[[ EXTRACTED RECORDS open ]]
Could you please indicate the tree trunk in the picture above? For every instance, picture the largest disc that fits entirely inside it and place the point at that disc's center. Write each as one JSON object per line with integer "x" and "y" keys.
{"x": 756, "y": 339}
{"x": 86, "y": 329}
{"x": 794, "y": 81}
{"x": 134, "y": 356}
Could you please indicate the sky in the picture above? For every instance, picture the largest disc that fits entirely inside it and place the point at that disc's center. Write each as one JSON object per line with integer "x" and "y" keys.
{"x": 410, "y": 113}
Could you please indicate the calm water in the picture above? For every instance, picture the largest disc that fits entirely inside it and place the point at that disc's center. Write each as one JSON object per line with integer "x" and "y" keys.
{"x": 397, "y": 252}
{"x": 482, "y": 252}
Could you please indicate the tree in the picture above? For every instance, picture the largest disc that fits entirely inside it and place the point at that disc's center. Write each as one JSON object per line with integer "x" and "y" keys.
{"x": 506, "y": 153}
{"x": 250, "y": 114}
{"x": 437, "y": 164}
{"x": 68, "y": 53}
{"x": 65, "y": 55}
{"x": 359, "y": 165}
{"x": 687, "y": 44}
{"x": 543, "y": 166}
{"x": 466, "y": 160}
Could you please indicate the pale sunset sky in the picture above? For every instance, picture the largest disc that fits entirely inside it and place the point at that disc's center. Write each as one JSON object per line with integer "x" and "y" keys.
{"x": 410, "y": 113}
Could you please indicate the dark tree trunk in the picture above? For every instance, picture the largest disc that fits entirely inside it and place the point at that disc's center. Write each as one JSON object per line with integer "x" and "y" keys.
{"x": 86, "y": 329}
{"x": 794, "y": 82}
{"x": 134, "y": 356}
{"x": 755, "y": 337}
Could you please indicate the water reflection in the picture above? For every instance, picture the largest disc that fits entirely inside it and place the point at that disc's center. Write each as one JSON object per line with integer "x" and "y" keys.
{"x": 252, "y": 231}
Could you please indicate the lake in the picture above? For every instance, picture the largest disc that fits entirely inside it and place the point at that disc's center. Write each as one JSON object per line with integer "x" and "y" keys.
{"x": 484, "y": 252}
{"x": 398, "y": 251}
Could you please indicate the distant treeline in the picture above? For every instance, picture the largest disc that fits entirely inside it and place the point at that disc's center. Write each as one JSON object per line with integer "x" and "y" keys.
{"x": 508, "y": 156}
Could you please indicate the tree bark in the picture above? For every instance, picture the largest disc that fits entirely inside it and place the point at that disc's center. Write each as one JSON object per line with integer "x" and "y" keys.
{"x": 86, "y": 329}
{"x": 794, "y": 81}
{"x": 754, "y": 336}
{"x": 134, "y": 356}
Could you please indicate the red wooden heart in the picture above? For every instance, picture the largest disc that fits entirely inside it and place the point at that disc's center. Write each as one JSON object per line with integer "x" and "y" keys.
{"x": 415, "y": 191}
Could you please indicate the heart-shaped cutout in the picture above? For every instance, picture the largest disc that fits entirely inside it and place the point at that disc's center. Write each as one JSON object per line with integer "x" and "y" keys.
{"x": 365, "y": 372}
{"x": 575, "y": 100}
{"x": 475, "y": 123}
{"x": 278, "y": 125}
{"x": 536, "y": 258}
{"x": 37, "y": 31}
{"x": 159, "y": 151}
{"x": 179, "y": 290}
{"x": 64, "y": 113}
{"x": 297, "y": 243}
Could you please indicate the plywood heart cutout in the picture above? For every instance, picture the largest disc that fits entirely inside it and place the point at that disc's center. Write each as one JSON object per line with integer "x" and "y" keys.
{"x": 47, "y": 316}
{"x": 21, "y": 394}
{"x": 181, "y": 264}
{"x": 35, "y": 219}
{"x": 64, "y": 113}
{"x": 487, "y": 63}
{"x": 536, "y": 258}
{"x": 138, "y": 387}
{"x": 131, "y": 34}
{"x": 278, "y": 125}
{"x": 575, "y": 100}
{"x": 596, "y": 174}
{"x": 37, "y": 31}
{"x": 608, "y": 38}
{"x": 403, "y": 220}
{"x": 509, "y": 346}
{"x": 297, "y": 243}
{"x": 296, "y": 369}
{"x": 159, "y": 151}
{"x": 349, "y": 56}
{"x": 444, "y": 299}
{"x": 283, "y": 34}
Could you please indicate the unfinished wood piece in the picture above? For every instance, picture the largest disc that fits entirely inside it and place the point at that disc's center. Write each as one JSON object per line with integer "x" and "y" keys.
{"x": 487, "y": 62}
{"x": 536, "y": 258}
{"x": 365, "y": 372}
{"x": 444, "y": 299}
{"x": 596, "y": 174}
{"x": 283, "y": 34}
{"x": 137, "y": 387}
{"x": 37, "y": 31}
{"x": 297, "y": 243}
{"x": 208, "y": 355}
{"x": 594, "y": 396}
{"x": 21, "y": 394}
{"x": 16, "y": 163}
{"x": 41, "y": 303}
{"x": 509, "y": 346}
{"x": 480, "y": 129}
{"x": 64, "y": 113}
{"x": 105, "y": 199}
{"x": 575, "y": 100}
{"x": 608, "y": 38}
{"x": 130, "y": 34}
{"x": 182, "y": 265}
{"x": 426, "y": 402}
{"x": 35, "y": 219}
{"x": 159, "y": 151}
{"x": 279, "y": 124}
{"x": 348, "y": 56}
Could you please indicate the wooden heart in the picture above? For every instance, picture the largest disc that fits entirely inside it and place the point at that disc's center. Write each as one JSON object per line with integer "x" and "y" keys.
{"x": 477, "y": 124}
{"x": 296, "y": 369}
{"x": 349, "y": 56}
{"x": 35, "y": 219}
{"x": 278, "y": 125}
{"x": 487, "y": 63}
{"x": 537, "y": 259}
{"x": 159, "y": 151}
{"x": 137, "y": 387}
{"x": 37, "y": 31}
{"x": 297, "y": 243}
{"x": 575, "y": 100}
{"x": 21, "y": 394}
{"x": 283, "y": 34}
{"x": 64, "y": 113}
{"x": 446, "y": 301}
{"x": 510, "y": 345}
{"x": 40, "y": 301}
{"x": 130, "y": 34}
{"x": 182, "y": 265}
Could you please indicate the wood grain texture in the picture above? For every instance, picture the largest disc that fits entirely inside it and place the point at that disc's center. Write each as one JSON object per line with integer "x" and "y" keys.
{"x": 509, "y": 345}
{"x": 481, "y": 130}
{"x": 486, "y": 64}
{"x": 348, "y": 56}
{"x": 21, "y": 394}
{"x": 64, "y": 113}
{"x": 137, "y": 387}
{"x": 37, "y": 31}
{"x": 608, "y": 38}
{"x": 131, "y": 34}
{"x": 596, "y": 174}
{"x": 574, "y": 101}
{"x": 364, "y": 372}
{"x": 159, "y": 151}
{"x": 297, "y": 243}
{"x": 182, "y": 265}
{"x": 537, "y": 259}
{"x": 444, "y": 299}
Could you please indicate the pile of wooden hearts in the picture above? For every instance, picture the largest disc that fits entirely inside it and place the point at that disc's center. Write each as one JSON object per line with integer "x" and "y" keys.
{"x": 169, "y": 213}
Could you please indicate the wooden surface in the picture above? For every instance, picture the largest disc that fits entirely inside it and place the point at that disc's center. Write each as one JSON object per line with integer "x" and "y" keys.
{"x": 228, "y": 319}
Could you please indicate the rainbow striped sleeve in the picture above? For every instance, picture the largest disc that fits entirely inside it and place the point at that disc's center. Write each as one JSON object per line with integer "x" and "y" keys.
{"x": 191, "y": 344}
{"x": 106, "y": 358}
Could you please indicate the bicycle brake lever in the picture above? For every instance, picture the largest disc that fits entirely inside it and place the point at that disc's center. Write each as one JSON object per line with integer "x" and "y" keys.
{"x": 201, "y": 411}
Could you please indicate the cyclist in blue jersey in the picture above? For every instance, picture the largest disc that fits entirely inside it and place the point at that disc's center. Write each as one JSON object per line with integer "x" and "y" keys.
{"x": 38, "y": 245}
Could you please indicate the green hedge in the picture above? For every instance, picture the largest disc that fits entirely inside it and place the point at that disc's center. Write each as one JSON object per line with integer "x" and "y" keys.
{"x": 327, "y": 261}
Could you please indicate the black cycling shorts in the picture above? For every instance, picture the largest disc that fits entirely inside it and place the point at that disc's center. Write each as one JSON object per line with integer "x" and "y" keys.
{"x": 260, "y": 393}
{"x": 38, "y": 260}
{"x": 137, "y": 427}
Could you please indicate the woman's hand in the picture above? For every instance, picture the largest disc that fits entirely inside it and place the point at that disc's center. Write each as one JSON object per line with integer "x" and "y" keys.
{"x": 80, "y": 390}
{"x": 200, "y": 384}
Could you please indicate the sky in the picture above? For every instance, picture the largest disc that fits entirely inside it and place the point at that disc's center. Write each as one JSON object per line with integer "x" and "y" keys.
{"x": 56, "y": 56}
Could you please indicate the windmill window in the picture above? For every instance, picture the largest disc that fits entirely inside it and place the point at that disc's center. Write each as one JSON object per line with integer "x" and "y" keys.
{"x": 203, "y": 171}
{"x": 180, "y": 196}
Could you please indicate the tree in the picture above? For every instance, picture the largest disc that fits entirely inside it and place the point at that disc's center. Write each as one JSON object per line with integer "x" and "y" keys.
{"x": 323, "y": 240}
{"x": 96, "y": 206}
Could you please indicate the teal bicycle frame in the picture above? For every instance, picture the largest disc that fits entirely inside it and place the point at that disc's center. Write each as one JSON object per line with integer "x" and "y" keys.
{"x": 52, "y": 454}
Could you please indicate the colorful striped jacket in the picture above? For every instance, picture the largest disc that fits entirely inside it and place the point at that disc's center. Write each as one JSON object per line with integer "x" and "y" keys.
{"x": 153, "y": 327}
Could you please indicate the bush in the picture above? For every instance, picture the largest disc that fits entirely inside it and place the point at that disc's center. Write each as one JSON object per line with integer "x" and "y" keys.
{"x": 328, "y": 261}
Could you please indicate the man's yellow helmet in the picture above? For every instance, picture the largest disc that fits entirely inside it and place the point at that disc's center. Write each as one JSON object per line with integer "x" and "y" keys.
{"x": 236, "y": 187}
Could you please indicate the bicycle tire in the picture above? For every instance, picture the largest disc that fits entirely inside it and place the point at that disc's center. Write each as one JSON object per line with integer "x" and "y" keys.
[[ EXTRACTED RECORDS closed ]]
#### BRIEF:
Reproduce, word for word, every line starting at the line that contains "Could you please indicate the windmill" and ending with the final line of the entries.

#### RESPONSE:
Could you please indicate the windmill window in the picture above? For every instance, picture the largest disc that fits entirely inside it and place the point at that disc's center. Write each as one JSON object per line with integer "x" and "y" keys.
{"x": 203, "y": 171}
{"x": 180, "y": 196}
Could you please indicate the tree in the picture above? For every instance, picture the largest disc that fits entirely inside it and place the point at that disc's center. Write each as one JSON object per line with integer "x" and "y" keys.
{"x": 323, "y": 240}
{"x": 96, "y": 206}
Could you please indicate the teal bicycle frame in the picture above? For every instance, picture the largest disc that fits entirely inside it and place the point at that disc's center. Write each as one JSON object per line with integer "x" and "y" keys.
{"x": 52, "y": 454}
Could you please indicate the colorful striped jacket in the picture above? For every instance, picture the largest disc that fits entirely inside it and place the point at that disc's center. Write each as one JSON object per line with integer "x" and "y" keys.
{"x": 153, "y": 327}
Could you please indicate the bush in the picture above? For every instance, picture the largest disc that fits entirely inside it and place the point at that disc's center. Write each as one JSON object per line with integer "x" and "y" keys.
{"x": 328, "y": 261}
Could you please indicate the man's yellow helmet in the picture above? For every instance, picture the largest disc that fits entirely inside it and place the point at that disc's center. Write each as one JSON object per line with integer "x" and "y" keys.
{"x": 236, "y": 187}
Could you please indicate the bicycle tire in the picture above? For every instance, picture the largest disc that fits entirely inside it and place the point at that disc's center. Write each as one JSON object per line with integer "x" and "y" keys.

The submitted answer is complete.